◆ **Problems and tasks**:
1 - In the blog post about the FDA oyster rule, why does the writer avoid eating raw oysters in the summer? Answer in one to three sentences.
2 - According to the post about the FDA oyster rule, which restaurant does Tommy Cvitanovich own?
3 - Write the next part of the blog post about the FDA oyster rule, starting after its final sentence.

◆ **Text block**:
━━━━━━━━━━
Months with an R

From today’s Times-Picayune:

http://www.nola.com/dining/index.ssf/2009/10/louisiana_blasts_fda_plan_to_l.html

In an effort to reduce cases of a rare, but potentially fatal, bacterial illness contracted from raw oysters, the FDA announced new rules this month that will require any oyster served from April through October to undergo a sterilization process before it can be sold in restaurants or on the market.

The rule will essentially eliminate raw oysters — at least as Louisianans know them — from restaurant menus for seven months of the year. Even oysters that will eventually be cooked during those months would have to go through the same cleansing process before being added to any dish, a move some say would undermine the culinary integrity of some of New Orleans’ most famous delicacies.

“It’s not only going to include raw oysters. You can’t fry oysters for a po-boy, you can’t put oysters in a gumbo and you can’t charbroil oysters unless they’re post-harvest processed,” said Tommy Cvitanovich, owner of Drago’s restaurant, a mainstay for oysters in the metro area. “That’s ludicrous.”

No more raw oysters from April to October.

Now I don’t really like to eat raw oysters in the summer, because I don’t think they taste as good, and I’ve gotten more bad ones than good ones.  But I most certainly will eat them in a po-boy or charbroiled.
━━━━━━━━━━
◆ **Records shown**:
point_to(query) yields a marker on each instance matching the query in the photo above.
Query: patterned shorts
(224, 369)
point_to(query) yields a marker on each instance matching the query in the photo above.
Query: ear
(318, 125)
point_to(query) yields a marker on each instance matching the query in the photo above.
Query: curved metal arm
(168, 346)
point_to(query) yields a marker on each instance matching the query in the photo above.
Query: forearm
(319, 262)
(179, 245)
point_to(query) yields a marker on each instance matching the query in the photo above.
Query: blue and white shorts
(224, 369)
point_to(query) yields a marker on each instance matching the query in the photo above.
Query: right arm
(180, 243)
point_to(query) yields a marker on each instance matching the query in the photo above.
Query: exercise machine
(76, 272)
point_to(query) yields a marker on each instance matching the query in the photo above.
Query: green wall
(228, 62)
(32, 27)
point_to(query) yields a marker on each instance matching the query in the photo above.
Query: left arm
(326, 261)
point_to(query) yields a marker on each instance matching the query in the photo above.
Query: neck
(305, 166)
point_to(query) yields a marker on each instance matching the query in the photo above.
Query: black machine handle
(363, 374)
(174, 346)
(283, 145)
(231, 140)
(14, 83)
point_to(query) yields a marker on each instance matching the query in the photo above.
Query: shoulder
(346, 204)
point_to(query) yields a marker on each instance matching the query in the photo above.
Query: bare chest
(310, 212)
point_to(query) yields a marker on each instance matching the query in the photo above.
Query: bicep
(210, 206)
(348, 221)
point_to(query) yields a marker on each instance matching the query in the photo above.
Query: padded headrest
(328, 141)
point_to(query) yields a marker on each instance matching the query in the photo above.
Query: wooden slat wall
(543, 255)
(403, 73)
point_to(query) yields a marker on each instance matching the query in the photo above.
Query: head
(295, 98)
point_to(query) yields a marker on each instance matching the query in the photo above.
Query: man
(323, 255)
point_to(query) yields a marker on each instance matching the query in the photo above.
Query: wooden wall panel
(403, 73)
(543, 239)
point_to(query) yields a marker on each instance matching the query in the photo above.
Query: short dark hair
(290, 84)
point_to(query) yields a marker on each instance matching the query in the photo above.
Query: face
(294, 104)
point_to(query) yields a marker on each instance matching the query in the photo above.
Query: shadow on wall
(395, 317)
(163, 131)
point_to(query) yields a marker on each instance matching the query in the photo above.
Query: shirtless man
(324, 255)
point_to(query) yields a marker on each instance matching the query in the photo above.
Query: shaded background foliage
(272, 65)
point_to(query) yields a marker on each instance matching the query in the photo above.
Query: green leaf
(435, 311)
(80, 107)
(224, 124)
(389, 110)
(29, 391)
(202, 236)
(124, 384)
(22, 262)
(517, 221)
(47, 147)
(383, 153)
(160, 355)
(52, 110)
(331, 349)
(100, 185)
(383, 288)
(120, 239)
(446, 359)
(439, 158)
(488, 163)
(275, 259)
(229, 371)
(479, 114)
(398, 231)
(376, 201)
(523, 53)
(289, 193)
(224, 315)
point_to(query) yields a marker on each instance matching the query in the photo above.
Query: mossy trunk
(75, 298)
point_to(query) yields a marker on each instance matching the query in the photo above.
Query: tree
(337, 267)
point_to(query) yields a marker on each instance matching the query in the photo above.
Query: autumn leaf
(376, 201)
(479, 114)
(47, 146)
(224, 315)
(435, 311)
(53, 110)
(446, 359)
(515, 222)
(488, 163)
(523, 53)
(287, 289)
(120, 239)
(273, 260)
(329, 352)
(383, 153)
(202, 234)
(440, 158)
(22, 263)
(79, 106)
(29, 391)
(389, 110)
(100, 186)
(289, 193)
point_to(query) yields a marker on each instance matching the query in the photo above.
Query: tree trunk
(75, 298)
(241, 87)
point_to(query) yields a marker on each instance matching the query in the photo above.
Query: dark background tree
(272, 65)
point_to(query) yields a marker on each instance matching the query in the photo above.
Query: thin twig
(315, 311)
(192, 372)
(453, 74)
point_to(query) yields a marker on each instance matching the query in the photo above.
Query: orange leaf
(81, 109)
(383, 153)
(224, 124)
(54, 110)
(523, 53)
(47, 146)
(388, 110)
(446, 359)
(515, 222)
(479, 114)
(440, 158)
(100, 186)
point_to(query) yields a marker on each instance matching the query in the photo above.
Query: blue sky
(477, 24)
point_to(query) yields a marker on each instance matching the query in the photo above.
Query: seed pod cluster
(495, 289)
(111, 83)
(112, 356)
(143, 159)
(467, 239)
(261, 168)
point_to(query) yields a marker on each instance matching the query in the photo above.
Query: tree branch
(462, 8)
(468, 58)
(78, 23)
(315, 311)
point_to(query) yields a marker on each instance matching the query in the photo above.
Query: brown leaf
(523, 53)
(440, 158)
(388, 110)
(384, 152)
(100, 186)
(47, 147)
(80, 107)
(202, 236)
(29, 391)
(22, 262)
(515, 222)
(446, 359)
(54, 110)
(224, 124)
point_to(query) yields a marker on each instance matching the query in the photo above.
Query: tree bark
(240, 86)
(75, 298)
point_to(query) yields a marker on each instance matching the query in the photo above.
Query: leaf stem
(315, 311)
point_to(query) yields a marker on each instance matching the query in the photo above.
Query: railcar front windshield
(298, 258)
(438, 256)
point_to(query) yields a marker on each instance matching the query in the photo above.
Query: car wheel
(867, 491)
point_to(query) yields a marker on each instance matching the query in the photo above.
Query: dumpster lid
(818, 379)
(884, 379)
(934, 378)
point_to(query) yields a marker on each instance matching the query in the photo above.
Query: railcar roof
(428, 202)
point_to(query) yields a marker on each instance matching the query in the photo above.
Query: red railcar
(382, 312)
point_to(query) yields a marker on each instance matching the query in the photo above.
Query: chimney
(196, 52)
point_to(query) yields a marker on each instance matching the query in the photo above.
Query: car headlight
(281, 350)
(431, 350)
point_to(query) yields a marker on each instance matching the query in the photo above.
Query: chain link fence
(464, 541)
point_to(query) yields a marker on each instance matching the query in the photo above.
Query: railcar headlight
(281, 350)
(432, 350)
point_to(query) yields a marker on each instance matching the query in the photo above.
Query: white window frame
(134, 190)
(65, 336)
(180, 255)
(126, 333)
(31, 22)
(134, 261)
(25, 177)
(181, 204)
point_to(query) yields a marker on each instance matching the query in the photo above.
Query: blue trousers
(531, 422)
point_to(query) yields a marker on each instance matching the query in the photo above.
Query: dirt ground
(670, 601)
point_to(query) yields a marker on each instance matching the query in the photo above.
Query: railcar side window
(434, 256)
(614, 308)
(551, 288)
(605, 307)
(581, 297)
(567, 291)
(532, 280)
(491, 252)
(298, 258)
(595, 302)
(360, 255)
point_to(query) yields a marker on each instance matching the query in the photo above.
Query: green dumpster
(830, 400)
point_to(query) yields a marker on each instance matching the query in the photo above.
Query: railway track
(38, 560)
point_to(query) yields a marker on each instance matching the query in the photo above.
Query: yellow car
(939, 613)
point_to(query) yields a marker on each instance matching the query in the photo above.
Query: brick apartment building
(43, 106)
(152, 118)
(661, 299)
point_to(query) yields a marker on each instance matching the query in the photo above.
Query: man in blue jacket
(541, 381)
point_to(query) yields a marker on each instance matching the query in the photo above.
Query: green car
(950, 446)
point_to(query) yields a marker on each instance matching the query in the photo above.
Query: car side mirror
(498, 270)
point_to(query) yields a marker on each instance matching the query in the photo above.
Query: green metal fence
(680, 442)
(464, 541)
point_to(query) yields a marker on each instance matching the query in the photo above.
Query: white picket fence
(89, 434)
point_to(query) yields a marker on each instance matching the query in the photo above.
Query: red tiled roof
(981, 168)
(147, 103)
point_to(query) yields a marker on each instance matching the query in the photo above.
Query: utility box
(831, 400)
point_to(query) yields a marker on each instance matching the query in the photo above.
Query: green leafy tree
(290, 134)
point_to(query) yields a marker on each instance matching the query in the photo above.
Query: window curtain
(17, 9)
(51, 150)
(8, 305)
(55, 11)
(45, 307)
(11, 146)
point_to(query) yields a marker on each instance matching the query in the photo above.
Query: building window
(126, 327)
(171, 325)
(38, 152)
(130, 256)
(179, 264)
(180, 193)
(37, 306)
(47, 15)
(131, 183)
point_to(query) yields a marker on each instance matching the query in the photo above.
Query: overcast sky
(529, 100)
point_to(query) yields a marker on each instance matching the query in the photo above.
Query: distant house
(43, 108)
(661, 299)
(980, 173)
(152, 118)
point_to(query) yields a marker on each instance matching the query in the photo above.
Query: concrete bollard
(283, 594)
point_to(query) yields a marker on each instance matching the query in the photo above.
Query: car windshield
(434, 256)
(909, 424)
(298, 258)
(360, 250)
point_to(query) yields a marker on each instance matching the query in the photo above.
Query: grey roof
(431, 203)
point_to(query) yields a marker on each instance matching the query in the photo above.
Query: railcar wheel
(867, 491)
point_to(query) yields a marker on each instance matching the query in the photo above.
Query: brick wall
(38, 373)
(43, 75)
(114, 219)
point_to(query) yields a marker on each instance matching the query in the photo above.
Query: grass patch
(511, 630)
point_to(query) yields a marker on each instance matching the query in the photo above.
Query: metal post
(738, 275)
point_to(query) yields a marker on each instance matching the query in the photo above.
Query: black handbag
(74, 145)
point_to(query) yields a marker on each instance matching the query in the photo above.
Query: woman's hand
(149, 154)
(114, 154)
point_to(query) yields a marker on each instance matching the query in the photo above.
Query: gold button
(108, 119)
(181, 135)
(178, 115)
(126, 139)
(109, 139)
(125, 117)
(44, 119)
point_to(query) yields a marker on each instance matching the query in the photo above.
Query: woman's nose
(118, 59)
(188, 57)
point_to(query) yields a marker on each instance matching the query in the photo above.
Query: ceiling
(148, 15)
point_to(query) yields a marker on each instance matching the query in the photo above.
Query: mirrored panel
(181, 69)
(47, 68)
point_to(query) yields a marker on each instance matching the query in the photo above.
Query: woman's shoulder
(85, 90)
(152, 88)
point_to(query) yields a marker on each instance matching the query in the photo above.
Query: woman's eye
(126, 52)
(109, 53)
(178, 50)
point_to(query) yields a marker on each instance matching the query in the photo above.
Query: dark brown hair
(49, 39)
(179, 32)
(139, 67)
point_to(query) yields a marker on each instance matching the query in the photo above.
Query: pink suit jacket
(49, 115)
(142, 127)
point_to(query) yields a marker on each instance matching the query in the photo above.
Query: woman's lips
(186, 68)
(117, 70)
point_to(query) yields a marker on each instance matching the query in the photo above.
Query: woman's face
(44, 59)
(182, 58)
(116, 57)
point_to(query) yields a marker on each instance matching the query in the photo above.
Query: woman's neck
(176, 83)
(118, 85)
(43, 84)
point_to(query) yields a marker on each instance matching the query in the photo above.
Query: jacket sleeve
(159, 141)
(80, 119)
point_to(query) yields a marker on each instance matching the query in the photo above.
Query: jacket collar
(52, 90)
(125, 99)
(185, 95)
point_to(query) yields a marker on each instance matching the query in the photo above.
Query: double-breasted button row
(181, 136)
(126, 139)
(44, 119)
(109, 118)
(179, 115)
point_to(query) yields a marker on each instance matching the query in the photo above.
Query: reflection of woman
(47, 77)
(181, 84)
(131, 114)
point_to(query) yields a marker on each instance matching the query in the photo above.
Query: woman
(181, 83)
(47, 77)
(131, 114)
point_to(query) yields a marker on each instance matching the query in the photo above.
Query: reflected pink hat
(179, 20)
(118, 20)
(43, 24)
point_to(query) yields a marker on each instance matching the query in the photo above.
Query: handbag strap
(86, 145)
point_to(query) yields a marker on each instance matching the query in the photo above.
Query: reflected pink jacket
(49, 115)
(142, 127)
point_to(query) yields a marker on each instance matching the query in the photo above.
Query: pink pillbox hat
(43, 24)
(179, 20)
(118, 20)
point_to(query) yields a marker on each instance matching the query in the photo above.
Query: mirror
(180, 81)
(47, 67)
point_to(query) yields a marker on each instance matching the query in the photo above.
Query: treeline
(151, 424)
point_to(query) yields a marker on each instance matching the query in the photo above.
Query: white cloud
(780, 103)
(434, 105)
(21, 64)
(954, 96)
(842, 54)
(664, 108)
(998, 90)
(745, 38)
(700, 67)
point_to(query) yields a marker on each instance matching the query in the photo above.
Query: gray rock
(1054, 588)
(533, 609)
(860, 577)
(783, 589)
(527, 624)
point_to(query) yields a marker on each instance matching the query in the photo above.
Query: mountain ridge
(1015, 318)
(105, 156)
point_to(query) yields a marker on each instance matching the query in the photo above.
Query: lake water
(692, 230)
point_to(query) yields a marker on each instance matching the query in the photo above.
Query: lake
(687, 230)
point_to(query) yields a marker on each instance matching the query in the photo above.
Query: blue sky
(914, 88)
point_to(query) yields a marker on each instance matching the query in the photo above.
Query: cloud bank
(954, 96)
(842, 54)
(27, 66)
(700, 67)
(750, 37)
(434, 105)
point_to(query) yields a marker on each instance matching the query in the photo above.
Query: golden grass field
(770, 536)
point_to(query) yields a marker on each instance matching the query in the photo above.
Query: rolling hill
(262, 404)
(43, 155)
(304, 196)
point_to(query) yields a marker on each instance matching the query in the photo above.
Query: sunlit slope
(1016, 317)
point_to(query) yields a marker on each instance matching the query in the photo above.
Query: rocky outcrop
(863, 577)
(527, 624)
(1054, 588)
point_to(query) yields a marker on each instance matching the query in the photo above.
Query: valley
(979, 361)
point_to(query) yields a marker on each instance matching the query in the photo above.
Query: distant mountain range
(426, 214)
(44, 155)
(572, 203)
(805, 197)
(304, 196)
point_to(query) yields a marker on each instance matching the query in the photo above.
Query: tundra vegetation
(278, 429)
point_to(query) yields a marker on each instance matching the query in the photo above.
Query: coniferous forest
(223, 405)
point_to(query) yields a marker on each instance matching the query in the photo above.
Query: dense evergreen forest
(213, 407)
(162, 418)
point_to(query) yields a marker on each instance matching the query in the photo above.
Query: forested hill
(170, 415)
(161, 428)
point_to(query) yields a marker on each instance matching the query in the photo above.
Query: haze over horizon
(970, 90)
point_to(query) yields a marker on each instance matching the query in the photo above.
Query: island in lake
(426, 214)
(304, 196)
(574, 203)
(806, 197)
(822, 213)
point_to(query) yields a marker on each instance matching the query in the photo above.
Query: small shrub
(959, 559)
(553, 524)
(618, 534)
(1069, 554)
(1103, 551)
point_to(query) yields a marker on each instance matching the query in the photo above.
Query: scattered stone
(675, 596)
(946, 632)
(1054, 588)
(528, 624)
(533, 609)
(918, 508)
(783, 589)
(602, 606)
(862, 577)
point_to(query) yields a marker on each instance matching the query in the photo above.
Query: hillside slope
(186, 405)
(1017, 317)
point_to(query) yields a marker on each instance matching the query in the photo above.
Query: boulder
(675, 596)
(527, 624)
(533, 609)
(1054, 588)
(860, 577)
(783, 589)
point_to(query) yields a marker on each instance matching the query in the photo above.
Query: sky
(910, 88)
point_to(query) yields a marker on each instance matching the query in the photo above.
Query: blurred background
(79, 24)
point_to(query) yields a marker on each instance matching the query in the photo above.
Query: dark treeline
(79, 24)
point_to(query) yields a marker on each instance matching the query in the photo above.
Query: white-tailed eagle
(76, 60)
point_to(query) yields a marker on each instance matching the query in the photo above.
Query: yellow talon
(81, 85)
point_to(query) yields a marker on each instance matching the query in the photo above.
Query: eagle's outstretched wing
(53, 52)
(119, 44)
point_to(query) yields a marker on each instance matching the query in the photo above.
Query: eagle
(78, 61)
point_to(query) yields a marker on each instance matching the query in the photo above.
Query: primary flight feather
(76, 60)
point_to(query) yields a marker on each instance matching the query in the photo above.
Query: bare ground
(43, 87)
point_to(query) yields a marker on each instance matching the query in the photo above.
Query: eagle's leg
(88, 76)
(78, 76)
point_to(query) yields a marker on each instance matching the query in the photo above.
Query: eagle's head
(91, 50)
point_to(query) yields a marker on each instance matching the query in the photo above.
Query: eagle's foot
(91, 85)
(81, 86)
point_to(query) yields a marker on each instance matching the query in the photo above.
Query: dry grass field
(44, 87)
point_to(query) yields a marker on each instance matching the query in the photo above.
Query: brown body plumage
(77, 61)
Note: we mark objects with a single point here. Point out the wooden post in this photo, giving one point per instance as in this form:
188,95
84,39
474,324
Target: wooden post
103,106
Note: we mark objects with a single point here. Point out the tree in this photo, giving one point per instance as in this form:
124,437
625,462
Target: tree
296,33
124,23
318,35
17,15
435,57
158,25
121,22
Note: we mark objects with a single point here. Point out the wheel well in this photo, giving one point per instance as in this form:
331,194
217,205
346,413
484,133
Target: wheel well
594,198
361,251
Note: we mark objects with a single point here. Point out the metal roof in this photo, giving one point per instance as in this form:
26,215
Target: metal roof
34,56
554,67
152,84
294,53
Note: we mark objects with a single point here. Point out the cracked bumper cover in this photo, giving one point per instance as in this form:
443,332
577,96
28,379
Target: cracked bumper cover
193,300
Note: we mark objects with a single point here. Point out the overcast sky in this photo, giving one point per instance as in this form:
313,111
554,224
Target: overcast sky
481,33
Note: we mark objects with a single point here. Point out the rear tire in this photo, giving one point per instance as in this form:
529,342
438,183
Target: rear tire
━━━━━━━━━━
◆ **Responses to the tasks**:
1 - The writer doesn't think raw oysters taste as good in the summer. The writer has also gotten more bad ones than good ones in that season.

2 - He owns Drago's restaurant.

3 -
The vibrio vulnificus disease, the target of the FDA initiative, affects about 30 individuals per year nationwide who eat raw oysters from Gulf Coast. About half of those who get the disease, which invades the bloodstream and can cause a severe fever and skin lesions, eventually die.

But those most at risk from vibrio are people who already have immune system disorders, such as AIDS, cancer, kidney disease, diabetes or alcohol abuse.

Fifteen already sick people die a year from raw oysters?  How many die from french fries and Big Macs?  What about the dreaded peanut?  I bet much more than 15 peanut kids die every year in tragic lunchroom food fights.  Doesn’t every menu you’ve ever seen warn you that if you have a liver disease, you may not want to eat raw oysters?  Isn’t that enough?

Is there a way we can ban oysters in other states that want to protect their citizens from the oyster menace, and let Louisiana continue to live dangerously?  It will be like a tourist attraction.  “Oh my goodness Mildred, they let you drink in the street AND eat raw oysters here!”